**** STORED DATA ****
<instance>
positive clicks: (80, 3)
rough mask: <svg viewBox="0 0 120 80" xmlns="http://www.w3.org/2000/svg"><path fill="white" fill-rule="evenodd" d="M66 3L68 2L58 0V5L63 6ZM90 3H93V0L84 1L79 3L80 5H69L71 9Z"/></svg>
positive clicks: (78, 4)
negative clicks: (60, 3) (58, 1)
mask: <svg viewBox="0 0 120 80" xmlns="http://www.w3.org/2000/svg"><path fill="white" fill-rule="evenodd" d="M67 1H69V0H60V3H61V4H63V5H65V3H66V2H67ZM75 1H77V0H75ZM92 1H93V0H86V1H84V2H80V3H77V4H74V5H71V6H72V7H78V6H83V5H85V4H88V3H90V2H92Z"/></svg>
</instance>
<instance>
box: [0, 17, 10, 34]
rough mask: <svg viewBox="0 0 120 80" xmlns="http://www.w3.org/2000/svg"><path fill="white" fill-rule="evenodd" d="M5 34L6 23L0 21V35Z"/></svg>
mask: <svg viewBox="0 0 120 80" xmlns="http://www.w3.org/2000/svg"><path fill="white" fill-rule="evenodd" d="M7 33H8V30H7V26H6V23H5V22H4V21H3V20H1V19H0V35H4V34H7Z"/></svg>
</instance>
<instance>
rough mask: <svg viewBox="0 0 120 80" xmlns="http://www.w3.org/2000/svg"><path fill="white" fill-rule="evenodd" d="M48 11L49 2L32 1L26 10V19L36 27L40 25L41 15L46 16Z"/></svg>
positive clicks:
****
**** STORED DATA ****
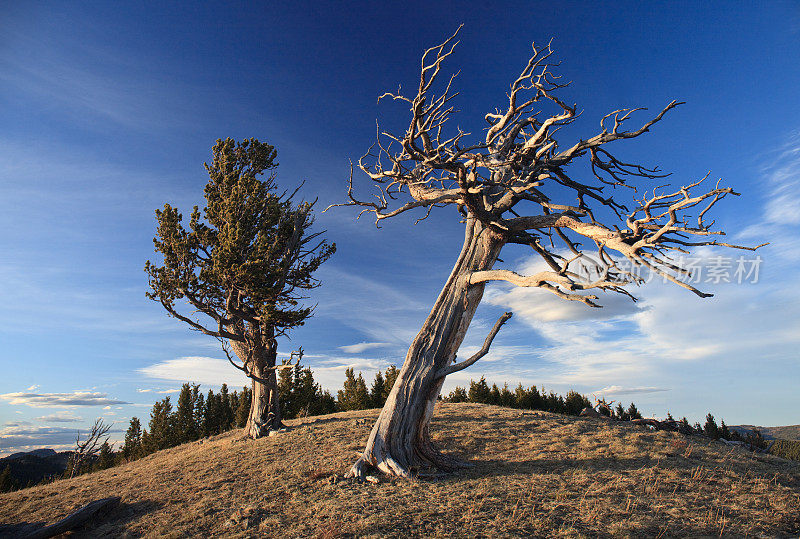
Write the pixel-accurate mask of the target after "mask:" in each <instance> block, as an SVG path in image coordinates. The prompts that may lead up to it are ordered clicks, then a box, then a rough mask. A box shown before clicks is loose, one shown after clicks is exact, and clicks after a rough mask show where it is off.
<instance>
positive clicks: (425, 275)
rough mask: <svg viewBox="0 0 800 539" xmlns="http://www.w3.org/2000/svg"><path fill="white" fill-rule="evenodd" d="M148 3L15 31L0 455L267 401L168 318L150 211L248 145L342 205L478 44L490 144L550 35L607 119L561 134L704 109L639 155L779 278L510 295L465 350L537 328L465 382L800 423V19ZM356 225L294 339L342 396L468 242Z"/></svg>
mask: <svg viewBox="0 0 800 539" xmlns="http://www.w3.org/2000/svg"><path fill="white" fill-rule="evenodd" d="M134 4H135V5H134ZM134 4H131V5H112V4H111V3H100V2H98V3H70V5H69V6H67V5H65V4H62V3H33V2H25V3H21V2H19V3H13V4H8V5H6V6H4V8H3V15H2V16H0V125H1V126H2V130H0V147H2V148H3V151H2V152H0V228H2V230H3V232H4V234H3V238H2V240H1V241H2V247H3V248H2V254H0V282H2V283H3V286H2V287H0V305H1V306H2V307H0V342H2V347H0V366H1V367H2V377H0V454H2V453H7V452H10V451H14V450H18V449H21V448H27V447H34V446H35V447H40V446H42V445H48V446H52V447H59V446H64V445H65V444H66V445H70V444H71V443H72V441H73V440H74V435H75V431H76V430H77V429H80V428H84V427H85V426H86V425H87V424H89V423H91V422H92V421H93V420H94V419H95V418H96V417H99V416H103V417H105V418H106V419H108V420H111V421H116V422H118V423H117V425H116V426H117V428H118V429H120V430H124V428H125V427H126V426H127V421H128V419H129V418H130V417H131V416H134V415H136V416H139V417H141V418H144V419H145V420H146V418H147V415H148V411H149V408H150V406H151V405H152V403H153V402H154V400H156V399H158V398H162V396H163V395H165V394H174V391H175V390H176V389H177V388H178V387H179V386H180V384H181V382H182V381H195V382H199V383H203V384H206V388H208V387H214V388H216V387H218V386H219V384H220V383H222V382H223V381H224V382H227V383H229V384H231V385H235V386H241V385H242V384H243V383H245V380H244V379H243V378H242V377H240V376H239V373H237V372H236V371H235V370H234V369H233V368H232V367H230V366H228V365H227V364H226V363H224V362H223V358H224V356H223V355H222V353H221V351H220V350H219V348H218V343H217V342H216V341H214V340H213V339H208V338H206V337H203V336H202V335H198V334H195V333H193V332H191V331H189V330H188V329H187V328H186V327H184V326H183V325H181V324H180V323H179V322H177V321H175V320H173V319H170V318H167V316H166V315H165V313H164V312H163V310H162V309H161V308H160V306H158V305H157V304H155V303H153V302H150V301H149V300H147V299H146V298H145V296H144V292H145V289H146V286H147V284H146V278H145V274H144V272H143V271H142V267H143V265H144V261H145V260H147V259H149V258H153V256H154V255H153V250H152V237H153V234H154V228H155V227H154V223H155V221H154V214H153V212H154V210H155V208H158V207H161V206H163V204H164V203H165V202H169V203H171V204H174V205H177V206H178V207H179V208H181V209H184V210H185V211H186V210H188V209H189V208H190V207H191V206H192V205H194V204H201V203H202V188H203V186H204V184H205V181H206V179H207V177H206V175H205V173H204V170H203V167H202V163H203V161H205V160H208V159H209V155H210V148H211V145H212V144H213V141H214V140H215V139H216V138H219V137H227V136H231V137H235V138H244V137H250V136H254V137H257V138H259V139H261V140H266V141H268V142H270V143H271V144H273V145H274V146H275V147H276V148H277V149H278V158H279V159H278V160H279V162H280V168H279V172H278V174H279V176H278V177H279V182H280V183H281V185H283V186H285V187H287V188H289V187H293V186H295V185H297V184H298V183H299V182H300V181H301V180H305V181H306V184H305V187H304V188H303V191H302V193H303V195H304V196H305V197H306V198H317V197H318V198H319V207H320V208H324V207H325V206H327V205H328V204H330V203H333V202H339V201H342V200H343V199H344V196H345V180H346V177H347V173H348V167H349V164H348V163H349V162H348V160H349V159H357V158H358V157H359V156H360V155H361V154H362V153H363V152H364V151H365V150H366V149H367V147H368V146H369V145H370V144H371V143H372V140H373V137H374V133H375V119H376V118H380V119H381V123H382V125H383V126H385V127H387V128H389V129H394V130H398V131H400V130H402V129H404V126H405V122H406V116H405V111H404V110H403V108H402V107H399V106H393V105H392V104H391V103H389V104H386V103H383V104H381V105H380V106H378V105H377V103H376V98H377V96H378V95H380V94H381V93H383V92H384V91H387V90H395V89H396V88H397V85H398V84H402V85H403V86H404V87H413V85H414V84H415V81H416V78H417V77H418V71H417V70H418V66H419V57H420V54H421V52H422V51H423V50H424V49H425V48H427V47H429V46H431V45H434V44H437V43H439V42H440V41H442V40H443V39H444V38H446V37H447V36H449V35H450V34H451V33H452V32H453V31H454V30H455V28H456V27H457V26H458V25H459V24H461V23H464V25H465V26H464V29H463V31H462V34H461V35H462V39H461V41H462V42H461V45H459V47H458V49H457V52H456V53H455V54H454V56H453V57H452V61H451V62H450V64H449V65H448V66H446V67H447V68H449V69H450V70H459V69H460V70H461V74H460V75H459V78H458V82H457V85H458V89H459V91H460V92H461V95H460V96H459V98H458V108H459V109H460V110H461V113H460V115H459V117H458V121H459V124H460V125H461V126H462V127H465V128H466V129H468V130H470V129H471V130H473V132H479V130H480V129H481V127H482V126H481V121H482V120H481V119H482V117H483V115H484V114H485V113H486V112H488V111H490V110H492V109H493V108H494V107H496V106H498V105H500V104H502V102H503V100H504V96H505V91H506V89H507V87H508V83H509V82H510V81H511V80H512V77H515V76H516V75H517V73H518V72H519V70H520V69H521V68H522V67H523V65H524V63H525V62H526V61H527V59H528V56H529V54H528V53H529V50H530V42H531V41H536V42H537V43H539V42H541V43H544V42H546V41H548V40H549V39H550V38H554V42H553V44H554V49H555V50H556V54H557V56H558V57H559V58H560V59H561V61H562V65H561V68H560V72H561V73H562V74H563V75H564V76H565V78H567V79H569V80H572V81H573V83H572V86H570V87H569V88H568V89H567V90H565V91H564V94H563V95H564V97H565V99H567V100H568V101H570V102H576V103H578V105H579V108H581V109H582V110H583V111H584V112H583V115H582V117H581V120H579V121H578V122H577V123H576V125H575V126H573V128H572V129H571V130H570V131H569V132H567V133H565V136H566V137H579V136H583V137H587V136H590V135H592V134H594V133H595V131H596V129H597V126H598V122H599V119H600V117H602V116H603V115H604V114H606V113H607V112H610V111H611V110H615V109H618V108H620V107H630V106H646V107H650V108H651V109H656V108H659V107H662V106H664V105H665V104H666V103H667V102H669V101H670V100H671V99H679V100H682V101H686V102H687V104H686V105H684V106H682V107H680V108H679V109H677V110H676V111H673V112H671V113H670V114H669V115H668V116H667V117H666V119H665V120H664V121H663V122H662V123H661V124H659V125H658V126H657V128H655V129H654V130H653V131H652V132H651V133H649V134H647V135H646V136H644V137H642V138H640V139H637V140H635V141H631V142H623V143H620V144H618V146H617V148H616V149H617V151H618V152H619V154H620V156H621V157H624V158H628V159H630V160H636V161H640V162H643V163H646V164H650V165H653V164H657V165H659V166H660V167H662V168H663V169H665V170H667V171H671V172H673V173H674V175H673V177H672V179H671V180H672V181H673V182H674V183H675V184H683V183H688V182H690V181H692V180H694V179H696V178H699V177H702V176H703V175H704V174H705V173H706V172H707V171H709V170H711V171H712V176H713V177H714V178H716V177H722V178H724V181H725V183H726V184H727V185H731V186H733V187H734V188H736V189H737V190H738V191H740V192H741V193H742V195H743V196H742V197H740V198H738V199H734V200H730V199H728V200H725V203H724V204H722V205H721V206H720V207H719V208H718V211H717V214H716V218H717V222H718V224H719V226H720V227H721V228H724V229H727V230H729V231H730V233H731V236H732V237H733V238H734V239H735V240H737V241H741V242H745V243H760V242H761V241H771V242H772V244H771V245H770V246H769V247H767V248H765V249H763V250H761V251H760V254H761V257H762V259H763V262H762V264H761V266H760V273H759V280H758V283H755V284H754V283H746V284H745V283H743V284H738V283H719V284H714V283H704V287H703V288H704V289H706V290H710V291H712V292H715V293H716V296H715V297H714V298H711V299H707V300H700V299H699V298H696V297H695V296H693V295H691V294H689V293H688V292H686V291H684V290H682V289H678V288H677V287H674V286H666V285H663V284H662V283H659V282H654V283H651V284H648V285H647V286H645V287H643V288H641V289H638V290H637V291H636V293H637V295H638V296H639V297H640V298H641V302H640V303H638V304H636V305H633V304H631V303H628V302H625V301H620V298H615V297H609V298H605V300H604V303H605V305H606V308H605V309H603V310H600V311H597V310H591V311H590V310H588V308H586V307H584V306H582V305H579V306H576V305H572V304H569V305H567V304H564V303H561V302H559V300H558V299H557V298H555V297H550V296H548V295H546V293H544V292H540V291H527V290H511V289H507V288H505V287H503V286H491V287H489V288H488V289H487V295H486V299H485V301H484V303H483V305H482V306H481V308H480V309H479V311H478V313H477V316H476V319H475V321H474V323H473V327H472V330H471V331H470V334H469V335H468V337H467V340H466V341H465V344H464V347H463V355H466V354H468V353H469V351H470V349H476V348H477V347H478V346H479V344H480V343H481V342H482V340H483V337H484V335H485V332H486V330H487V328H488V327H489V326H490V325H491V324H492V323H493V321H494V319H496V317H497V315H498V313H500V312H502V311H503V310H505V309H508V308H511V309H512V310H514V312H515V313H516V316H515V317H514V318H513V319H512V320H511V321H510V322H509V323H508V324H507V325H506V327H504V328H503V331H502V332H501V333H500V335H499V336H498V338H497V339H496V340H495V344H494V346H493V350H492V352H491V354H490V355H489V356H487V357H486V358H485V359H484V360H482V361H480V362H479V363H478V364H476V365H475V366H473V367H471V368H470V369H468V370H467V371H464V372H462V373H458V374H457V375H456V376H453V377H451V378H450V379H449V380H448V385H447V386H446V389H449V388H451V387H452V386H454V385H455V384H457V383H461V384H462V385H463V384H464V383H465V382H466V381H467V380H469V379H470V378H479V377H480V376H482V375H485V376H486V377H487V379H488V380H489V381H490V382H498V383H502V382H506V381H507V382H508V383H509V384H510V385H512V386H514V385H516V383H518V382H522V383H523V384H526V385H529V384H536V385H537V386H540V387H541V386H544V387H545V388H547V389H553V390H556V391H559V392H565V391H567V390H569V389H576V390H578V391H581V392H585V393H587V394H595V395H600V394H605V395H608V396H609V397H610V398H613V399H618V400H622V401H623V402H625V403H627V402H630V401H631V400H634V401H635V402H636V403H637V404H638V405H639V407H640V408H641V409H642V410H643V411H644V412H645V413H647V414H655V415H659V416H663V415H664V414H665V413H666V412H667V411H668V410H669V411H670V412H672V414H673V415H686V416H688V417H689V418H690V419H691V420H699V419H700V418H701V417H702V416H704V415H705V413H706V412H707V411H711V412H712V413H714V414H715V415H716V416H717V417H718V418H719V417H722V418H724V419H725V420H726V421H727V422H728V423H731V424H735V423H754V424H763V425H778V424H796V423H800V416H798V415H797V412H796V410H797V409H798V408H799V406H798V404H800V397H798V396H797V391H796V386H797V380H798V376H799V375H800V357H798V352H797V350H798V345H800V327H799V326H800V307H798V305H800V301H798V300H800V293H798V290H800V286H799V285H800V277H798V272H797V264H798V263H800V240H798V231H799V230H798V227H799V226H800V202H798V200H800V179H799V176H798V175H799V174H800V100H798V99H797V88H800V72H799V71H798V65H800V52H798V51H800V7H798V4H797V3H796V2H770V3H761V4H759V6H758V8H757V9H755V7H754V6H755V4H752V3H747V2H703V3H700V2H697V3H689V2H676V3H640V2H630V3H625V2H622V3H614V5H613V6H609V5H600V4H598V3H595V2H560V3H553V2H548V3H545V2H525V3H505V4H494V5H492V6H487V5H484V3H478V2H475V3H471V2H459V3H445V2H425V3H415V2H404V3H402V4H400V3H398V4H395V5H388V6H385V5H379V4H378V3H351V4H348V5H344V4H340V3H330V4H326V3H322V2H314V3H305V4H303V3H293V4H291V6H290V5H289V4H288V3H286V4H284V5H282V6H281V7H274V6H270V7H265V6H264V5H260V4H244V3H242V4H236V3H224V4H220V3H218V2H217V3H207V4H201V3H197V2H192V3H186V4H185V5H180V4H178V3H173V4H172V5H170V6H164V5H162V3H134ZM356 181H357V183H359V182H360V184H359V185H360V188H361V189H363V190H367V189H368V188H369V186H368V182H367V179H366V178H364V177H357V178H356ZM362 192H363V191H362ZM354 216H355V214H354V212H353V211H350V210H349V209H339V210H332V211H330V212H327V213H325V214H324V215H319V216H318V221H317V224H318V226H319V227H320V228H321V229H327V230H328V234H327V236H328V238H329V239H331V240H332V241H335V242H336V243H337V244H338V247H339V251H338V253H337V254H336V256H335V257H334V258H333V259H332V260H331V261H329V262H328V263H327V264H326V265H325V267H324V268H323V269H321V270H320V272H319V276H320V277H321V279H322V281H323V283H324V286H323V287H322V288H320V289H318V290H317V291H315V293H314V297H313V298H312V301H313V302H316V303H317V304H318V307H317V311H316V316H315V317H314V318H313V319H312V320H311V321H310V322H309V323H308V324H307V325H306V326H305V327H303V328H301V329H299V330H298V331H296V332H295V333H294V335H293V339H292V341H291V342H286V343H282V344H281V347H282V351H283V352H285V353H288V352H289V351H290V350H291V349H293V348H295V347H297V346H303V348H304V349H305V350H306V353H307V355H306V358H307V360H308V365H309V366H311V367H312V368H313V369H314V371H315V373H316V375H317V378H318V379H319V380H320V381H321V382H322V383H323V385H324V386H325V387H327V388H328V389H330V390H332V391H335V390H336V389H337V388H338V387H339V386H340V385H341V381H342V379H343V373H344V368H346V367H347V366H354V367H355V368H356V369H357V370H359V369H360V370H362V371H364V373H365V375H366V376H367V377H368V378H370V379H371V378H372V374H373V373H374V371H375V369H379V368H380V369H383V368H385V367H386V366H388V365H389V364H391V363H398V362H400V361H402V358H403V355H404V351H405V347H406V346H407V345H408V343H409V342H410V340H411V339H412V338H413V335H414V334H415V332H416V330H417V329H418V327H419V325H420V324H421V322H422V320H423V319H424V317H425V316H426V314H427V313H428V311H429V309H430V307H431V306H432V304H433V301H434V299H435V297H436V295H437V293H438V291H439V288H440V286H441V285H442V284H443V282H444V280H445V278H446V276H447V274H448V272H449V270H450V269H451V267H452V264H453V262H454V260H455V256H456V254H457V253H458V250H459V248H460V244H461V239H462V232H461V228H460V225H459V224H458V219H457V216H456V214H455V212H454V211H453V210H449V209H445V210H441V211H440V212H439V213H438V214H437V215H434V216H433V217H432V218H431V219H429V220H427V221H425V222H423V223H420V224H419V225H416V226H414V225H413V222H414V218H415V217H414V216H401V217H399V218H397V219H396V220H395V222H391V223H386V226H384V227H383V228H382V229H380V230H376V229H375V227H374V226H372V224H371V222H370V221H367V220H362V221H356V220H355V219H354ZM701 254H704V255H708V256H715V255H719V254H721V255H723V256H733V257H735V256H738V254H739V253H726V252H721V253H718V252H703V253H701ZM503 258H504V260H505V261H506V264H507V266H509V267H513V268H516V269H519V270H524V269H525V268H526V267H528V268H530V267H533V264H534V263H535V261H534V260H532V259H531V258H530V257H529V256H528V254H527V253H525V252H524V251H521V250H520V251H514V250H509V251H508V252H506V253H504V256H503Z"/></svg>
****
**** STORED DATA ****
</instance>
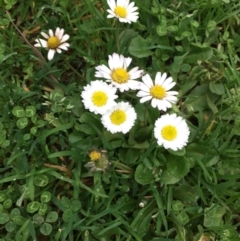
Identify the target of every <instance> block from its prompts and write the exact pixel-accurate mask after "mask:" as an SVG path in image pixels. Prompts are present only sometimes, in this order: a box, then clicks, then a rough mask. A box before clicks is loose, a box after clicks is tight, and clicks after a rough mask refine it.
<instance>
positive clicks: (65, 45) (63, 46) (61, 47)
****
* _TASK TO COMPLETE_: Copy each line of the listing above that contains the word "positive".

* _RESPONSE AREA_:
positive clicks: (80, 3)
positive clicks: (78, 4)
positive clicks:
positive clicks: (425, 275)
positive clicks: (65, 45) (63, 46) (61, 47)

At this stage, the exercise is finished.